In the end, her big idea (I’m serious about this) is that Amazon and the other big platform companies should be regulated as public utilities. Can she be serious? Maybe Khan is too young (born 1989) to have noticed the immense problems associated with governments running businesses, whether it’s Communism, socialism, or the U.S. Post Office. We had hoped those dark days were behind us.
Wu is, in a way, even worse. His entire argument boils down to “big-is-bad.” Maybe Wu has been in academia so long he hasn’t noticed that the global economy is huge and that the cuddly little businesses he advocates couldn’t hope to compete in it. If we actually adopted Wu’s approach, the U.S. economy would collapse overnight — and he is Biden’s top antitrust advisor.
As I noted earlier in this series, a main problem with the poor results of antitrust enforcement in the United States was the lack of intellectually coherent theories behind the laws and enforcement actions. Unfortunately, neo-Brandeisian approaches perpetuate this problem, reaching back 130 years for a model.

--- Required work ---
1. In the antitrust commentary, what year is given for Khan's birth?
2. Reproduce everything in the antitrust commentary from "Wu is, in a" down to "for a model.".
3. List every example the antitrust commentary gives of governments running businesses.

[Saved entries]
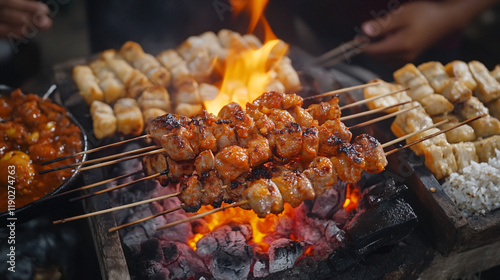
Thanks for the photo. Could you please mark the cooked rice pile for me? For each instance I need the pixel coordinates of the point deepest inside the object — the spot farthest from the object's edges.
(476, 188)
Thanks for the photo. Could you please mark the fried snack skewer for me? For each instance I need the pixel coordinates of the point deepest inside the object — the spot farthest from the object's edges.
(431, 135)
(383, 117)
(372, 98)
(369, 112)
(148, 136)
(385, 145)
(342, 90)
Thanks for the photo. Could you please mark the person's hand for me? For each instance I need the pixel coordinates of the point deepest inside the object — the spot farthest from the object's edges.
(17, 15)
(408, 31)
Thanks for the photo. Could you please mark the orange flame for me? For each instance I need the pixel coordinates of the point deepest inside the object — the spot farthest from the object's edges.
(248, 72)
(351, 198)
(260, 227)
(255, 8)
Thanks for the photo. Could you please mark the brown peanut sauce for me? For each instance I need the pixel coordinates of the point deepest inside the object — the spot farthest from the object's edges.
(33, 131)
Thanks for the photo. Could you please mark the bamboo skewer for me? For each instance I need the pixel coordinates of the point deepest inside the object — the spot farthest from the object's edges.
(371, 99)
(96, 149)
(245, 201)
(413, 134)
(115, 208)
(333, 92)
(383, 117)
(369, 112)
(122, 159)
(432, 135)
(202, 215)
(98, 183)
(100, 159)
(120, 186)
(113, 229)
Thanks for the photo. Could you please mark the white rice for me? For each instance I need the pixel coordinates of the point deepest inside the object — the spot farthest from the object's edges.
(476, 188)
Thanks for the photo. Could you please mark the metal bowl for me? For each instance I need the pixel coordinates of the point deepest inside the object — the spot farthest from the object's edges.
(42, 205)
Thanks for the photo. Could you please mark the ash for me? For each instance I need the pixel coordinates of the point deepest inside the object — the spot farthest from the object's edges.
(227, 252)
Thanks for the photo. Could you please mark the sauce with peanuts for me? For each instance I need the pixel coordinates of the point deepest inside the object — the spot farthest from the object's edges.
(33, 131)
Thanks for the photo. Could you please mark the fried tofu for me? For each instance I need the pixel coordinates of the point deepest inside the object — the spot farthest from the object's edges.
(435, 74)
(485, 148)
(463, 133)
(488, 88)
(440, 160)
(436, 104)
(460, 70)
(385, 88)
(465, 154)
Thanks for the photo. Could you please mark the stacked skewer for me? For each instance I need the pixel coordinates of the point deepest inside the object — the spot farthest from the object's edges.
(273, 152)
(455, 92)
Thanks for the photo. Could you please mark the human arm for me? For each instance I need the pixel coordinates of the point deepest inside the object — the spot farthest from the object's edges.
(16, 15)
(404, 33)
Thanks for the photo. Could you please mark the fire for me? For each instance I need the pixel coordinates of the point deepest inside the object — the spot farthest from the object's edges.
(351, 198)
(260, 227)
(247, 73)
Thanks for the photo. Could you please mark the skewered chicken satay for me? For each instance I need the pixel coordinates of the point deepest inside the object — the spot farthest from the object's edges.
(111, 86)
(488, 88)
(87, 84)
(146, 63)
(384, 88)
(158, 163)
(322, 174)
(128, 116)
(103, 119)
(460, 70)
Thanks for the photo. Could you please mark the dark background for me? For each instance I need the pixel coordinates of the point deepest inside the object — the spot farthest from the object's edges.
(32, 70)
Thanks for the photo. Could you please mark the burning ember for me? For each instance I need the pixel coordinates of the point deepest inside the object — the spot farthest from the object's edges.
(352, 198)
(260, 227)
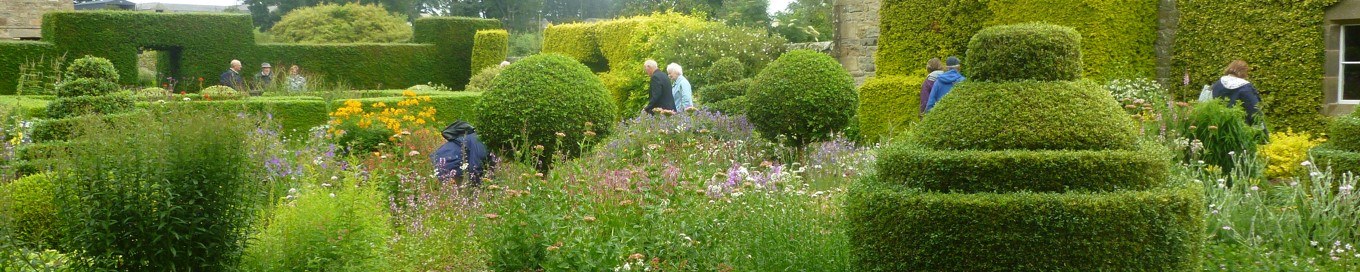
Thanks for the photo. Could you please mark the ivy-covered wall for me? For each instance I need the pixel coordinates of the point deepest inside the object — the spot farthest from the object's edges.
(207, 42)
(1283, 41)
(1118, 36)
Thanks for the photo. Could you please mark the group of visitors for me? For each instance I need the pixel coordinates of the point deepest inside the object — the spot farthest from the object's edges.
(669, 90)
(231, 78)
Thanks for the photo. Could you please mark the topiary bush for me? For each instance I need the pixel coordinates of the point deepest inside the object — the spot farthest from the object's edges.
(804, 95)
(539, 97)
(1024, 52)
(1027, 116)
(33, 211)
(490, 48)
(888, 105)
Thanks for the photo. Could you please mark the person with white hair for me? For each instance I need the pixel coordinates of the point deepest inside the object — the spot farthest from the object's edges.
(660, 97)
(233, 76)
(682, 91)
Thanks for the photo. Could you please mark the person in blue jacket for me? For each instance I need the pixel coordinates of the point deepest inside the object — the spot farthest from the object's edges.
(945, 82)
(464, 158)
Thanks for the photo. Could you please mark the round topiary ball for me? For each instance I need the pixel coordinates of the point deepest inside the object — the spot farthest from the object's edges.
(804, 95)
(1027, 116)
(90, 67)
(1024, 52)
(539, 97)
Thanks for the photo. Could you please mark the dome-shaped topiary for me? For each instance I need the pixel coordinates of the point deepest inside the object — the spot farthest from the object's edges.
(90, 67)
(541, 95)
(1027, 116)
(803, 95)
(1026, 51)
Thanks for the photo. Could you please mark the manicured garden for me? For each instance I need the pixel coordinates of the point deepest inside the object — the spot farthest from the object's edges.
(1034, 163)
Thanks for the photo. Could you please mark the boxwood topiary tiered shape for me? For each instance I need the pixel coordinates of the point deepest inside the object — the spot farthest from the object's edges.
(1341, 153)
(1024, 169)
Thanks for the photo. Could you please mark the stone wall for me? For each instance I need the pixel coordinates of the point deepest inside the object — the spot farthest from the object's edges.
(856, 36)
(23, 18)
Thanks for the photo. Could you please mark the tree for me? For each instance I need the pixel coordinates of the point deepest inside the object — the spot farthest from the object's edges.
(805, 21)
(333, 23)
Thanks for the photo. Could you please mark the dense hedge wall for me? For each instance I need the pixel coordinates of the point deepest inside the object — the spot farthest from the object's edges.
(14, 53)
(362, 65)
(1283, 41)
(888, 105)
(1128, 230)
(1119, 34)
(1012, 170)
(491, 46)
(453, 40)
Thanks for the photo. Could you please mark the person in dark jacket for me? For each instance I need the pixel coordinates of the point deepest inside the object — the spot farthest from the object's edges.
(231, 78)
(935, 70)
(944, 82)
(660, 89)
(464, 158)
(1235, 87)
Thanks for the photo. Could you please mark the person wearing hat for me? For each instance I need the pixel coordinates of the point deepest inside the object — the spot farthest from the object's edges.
(264, 78)
(944, 82)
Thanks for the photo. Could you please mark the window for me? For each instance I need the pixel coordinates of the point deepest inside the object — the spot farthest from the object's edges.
(1349, 76)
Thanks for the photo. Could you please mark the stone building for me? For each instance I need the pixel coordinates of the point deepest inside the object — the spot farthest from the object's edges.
(22, 19)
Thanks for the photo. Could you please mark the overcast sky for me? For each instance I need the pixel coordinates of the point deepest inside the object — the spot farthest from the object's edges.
(774, 4)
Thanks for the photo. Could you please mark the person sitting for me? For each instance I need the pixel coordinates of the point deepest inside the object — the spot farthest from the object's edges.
(464, 158)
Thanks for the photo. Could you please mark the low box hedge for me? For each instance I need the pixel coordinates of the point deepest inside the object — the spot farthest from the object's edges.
(898, 229)
(1020, 170)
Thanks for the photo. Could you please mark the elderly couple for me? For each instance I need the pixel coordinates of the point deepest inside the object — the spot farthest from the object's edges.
(664, 95)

--- List of answers ---
1. 1989

2.
Wu is, in a way, even worse. His entire argument boils down to “big-is-bad.” Maybe Wu has been in academia so long he hasn’t noticed that the global economy is huge and that the cuddly little businesses he advocates couldn’t hope to compete in it. If we actually adopted Wu’s approach, the U.S. economy would collapse overnight — and he is Biden’s top antitrust advisor.
As I noted earlier in this series, a main problem with the poor results of antitrust enforcement in the United States was the lack of intellectually coherent theories behind the laws and enforcement actions. Unfortunately, neo-Brandeisian approaches perpetuate this problem, reaching back 130 years for a model.

3. Communism, socialism, the U.S. Post Office